◆ **What is expected**: Your answer should consist solely of the lines from the one containing "Rapid-fire question: Where does the yellow" through the end of the entries below, duplicated exactly.

◆ **Given records**:
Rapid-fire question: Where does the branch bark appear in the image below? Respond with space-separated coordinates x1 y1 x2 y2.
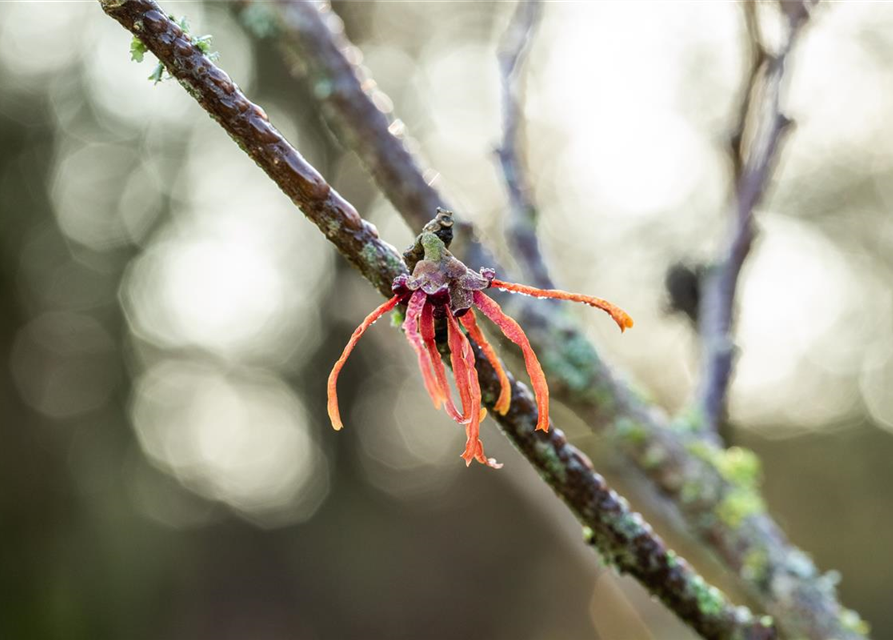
98 2 778 638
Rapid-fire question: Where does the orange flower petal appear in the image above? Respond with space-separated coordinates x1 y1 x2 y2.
403 290 444 409
490 278 634 332
460 310 512 415
421 302 464 422
327 295 401 431
465 433 503 469
473 291 550 432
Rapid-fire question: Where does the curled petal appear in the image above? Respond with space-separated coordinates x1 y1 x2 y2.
465 434 503 470
459 310 511 415
403 290 444 409
473 291 550 432
421 300 464 422
490 278 634 332
327 295 402 431
447 308 498 467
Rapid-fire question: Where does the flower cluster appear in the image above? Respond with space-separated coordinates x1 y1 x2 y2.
327 214 633 468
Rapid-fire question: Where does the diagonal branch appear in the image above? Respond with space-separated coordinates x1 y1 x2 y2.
242 1 449 229
101 2 407 300
99 2 776 638
694 2 808 436
496 0 555 290
471 349 774 640
231 2 868 639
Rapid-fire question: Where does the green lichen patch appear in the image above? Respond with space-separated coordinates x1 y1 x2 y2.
686 442 762 490
533 439 567 483
717 489 765 528
130 37 148 62
615 417 648 447
359 242 405 283
390 307 405 327
536 324 615 410
688 574 726 618
640 442 668 470
239 5 281 39
666 548 679 568
129 15 219 85
840 608 871 636
680 480 702 505
603 508 645 542
671 405 705 433
717 447 761 489
741 548 769 584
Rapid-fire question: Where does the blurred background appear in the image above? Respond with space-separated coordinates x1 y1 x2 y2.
1 2 892 639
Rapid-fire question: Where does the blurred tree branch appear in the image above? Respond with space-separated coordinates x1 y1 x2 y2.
496 0 555 290
97 2 779 638
692 0 809 438
98 0 868 638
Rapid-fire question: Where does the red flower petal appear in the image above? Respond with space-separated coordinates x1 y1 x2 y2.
403 290 444 410
421 301 464 422
490 278 634 332
447 308 500 467
327 295 401 431
460 310 512 415
446 307 474 424
473 291 550 432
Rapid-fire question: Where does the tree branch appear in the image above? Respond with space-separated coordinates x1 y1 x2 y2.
99 2 777 638
473 350 774 640
694 2 806 435
100 1 406 299
496 0 555 290
230 2 869 638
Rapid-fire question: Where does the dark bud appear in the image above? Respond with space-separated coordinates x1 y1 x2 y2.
403 208 457 271
429 207 454 249
664 262 704 324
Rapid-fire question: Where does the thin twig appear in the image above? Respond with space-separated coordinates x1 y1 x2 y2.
496 0 555 290
233 3 869 638
97 3 774 638
729 0 767 181
695 3 806 435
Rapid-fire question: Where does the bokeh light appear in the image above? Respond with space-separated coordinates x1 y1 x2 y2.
131 360 329 526
10 311 118 419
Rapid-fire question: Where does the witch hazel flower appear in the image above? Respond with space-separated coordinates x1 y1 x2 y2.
327 210 633 469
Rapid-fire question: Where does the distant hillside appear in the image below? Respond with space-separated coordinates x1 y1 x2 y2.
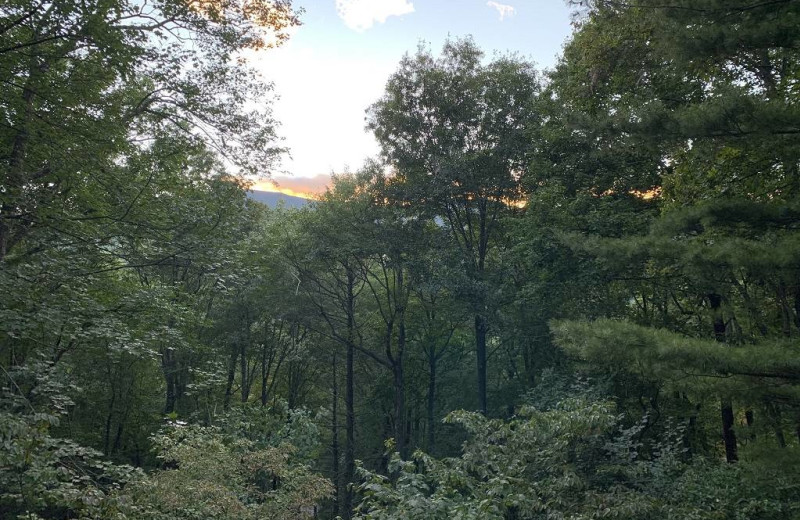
247 190 309 209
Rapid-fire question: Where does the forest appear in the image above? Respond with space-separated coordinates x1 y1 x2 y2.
1 0 800 518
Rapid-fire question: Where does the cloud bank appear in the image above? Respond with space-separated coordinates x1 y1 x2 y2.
487 1 515 21
336 0 414 32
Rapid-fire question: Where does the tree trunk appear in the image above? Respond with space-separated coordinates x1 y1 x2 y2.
261 340 268 407
427 352 437 453
287 361 303 410
112 421 125 456
793 282 800 333
521 337 537 387
744 409 756 443
683 399 704 456
392 361 406 459
104 390 116 456
709 293 737 462
344 339 355 518
331 352 340 519
240 335 249 403
721 400 737 462
394 270 407 459
162 348 178 415
475 314 488 414
223 346 238 411
796 414 800 445
343 268 356 519
775 425 787 448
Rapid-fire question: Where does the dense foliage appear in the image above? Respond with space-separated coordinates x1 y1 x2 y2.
2 0 799 519
356 395 800 520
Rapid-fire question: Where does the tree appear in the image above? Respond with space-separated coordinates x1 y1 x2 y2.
540 0 800 463
368 38 540 413
0 1 300 517
0 0 297 262
405 234 469 453
352 165 442 460
278 180 370 519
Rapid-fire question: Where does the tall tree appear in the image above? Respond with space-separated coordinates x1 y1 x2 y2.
545 0 800 462
368 38 540 413
278 182 369 519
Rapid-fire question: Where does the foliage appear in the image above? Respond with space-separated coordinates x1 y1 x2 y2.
3 0 799 518
356 396 800 519
216 402 324 462
0 363 140 519
552 319 800 400
116 413 331 520
368 37 541 413
537 0 800 465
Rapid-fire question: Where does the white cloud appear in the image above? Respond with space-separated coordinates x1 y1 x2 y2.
487 1 515 21
336 0 414 32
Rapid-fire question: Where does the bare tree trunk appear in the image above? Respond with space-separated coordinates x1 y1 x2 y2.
331 352 340 519
344 339 355 518
223 346 238 411
392 361 406 459
721 401 737 462
394 269 407 459
240 339 249 403
261 339 268 407
521 337 536 387
112 421 125 455
104 388 116 456
162 348 178 415
709 293 737 462
287 361 303 410
793 282 800 332
796 416 800 445
343 267 356 519
684 399 704 456
240 308 252 403
475 314 488 414
427 353 437 453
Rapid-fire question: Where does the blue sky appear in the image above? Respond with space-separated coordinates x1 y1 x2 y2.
249 0 575 190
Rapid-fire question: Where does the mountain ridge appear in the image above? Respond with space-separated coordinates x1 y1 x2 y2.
247 190 309 209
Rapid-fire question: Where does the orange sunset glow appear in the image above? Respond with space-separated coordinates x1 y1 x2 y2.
248 174 331 200
250 180 315 199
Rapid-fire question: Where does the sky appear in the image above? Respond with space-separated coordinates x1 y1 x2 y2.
248 0 576 196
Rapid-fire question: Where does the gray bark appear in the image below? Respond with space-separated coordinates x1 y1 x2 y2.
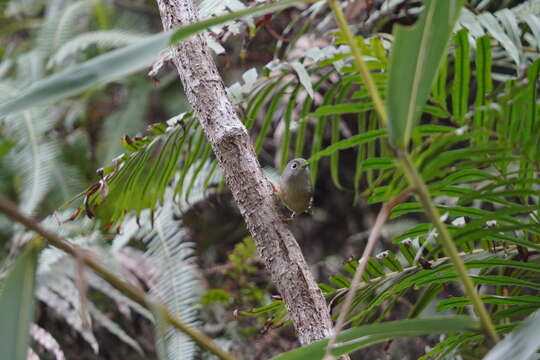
155 0 334 346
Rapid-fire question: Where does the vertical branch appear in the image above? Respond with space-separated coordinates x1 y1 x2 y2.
155 0 334 345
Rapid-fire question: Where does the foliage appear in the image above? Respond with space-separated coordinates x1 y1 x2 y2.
0 239 43 360
387 0 464 148
0 0 539 359
272 316 478 360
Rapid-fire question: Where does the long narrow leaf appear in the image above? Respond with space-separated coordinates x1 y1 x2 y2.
0 239 43 360
307 129 387 163
0 0 314 117
451 29 471 123
483 309 540 360
271 316 477 360
386 0 464 148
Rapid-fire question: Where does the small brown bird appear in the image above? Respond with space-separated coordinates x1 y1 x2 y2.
278 158 313 218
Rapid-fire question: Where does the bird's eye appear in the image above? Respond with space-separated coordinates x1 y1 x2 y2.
291 163 297 169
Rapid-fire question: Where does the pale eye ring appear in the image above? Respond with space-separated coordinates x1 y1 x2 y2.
291 163 297 169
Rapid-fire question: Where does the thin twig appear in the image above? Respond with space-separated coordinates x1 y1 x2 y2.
0 195 236 360
323 189 412 360
74 254 90 329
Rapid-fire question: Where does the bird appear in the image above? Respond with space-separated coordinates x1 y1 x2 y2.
277 158 313 219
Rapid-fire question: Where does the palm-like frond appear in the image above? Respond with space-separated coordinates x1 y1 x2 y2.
1 53 59 213
143 203 202 360
230 20 538 359
37 0 96 55
83 116 196 224
28 211 153 354
4 110 58 214
109 171 210 359
80 19 532 225
458 9 540 78
30 324 65 360
48 30 150 68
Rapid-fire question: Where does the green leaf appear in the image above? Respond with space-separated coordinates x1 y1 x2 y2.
307 129 386 163
295 71 333 157
408 284 443 319
309 80 342 185
0 137 14 160
360 158 394 170
86 122 189 223
437 296 540 312
0 0 312 117
451 29 470 123
309 103 374 117
494 305 538 321
0 31 170 116
280 85 301 170
271 316 478 360
330 116 343 189
241 301 284 316
484 310 540 360
386 0 464 148
291 61 314 99
471 275 540 291
0 239 43 360
255 84 289 153
474 36 493 139
432 55 448 108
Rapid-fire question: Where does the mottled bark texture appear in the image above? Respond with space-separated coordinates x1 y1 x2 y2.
155 0 334 345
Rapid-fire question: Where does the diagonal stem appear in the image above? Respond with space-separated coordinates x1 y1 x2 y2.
325 0 499 345
0 195 236 360
324 189 412 359
399 152 500 343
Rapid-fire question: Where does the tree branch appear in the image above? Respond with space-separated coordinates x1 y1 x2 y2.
155 0 334 345
0 196 235 360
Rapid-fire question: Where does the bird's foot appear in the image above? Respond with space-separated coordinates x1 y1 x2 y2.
280 212 296 222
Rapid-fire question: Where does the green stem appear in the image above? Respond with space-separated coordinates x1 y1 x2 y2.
0 196 236 360
326 0 388 127
399 152 500 343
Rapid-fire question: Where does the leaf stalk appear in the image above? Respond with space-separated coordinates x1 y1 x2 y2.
0 196 236 360
399 152 500 343
326 0 388 127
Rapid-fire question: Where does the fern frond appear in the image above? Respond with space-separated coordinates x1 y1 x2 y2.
87 302 143 354
511 0 540 19
457 8 540 76
30 323 65 360
29 211 153 354
143 191 203 360
84 270 153 320
37 0 95 55
36 274 100 353
83 116 196 224
4 0 45 17
48 30 150 68
4 110 58 214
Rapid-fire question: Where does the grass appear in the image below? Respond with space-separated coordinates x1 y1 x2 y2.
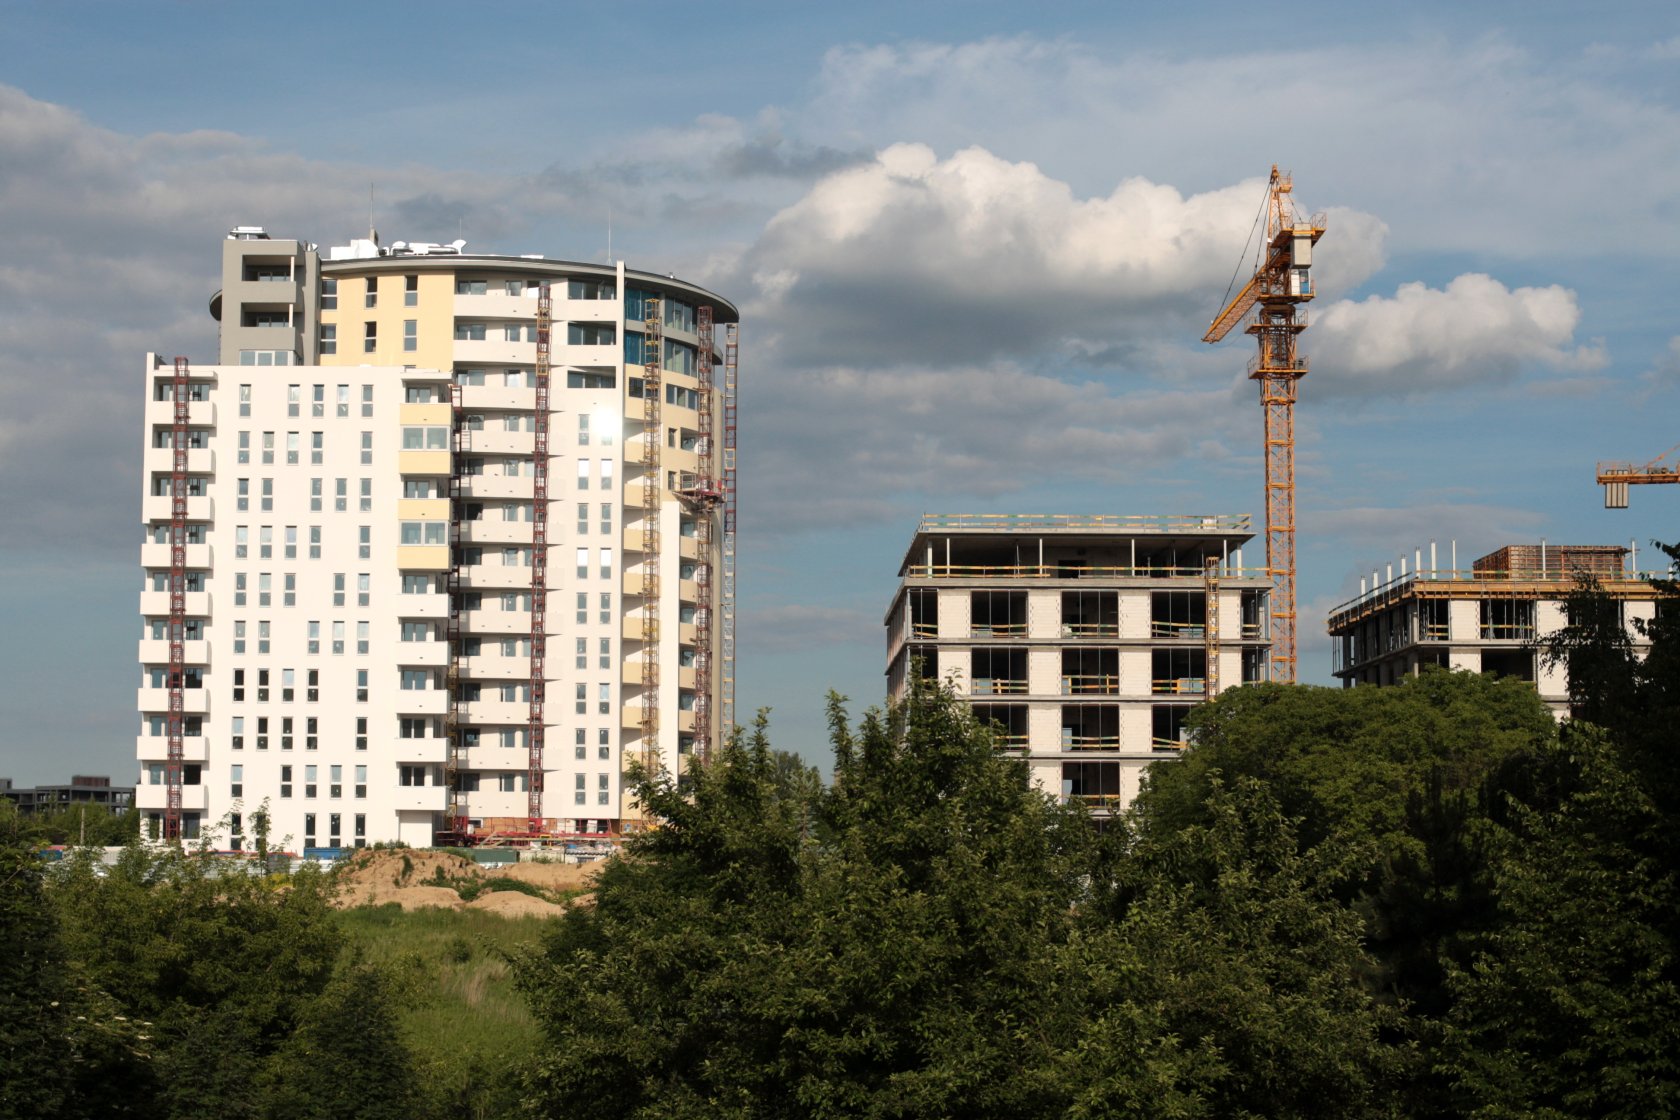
336 904 552 1119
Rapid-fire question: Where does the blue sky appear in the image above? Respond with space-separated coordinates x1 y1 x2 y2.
1 1 1678 783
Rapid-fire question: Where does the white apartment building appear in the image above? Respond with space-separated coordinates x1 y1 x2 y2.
884 515 1271 815
135 228 736 849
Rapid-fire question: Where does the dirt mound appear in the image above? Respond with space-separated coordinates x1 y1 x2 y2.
373 885 469 911
465 891 567 918
487 860 599 891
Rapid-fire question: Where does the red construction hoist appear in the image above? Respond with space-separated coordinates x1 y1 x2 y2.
677 309 725 762
720 324 739 739
528 282 552 830
442 380 469 839
164 356 191 842
640 298 664 784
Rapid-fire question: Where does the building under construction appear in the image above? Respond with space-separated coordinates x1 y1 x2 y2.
884 515 1271 814
134 227 737 847
1327 543 1661 715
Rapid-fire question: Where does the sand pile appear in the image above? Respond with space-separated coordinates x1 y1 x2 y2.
332 849 600 915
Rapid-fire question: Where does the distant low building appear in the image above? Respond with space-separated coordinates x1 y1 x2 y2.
0 775 134 816
1326 544 1661 716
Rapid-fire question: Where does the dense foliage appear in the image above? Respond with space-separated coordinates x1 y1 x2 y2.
8 547 1678 1118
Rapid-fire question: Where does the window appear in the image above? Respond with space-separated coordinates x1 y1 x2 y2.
599 682 611 714
400 764 426 785
330 764 342 799
258 573 272 607
404 320 417 352
567 370 616 390
356 719 368 752
309 525 321 560
403 479 434 499
333 573 346 608
284 525 297 560
286 431 299 464
322 278 338 310
360 430 372 464
364 277 377 308
357 621 369 655
600 459 614 487
280 765 292 799
338 384 350 417
233 620 246 654
599 728 611 758
362 384 373 417
287 385 300 417
576 636 588 669
504 323 535 342
357 669 368 702
307 620 320 655
400 621 432 642
355 764 368 798
402 574 433 594
404 274 418 306
574 773 585 805
237 430 250 464
333 620 345 655
600 638 611 670
336 478 347 511
453 322 487 341
455 279 487 295
261 477 273 511
311 431 323 464
567 322 616 345
283 572 296 607
236 525 248 558
600 593 611 624
234 573 247 607
576 459 589 490
310 477 322 511
577 591 588 624
576 683 587 714
359 525 371 559
358 573 370 607
599 547 613 578
308 669 319 702
360 477 372 512
237 477 249 511
569 278 615 300
239 384 252 417
262 432 274 465
364 321 377 352
576 547 589 579
232 717 244 751
319 322 338 355
400 521 448 545
401 426 450 450
312 384 325 417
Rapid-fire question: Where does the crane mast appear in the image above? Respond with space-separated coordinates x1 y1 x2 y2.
1203 166 1325 683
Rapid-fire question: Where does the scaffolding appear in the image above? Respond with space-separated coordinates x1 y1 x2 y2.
443 381 469 838
682 306 724 761
164 356 190 842
640 299 664 785
721 324 739 739
1203 556 1221 699
528 282 551 830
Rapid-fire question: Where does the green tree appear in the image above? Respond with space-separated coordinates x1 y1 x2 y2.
0 802 75 1120
263 961 422 1120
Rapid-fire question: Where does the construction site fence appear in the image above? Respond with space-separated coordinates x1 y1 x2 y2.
919 513 1252 533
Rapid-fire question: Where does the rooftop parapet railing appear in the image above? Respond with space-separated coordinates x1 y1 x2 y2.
918 513 1252 534
1327 565 1671 627
905 563 1271 581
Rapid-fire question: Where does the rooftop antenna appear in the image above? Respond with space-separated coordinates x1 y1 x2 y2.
368 183 378 245
607 204 613 264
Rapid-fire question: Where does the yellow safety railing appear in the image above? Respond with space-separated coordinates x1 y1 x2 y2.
1151 620 1206 638
910 564 1269 581
1061 675 1120 695
969 623 1028 637
1151 678 1206 695
970 679 1027 695
1151 737 1190 751
1061 623 1120 638
921 513 1251 533
1062 736 1123 750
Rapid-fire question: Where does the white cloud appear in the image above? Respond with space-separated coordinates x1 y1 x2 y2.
1310 274 1605 397
727 143 1388 372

◆ **Written answer**:
Rapid-fire question: Where does the yellow safety railing appear in the image above? Respond with space-separated coordinates x1 y1 x2 y2.
1151 620 1206 638
910 564 1269 581
1061 675 1120 695
969 623 1028 637
1151 678 1206 695
970 679 1027 695
1151 737 1190 751
1061 623 1120 638
921 513 1251 533
1062 736 1123 750
Rapid-fire question: Where does the white cloud appear in the image above? Respond with space-separated coordinates x1 y1 x2 y2.
1310 274 1605 397
727 143 1388 372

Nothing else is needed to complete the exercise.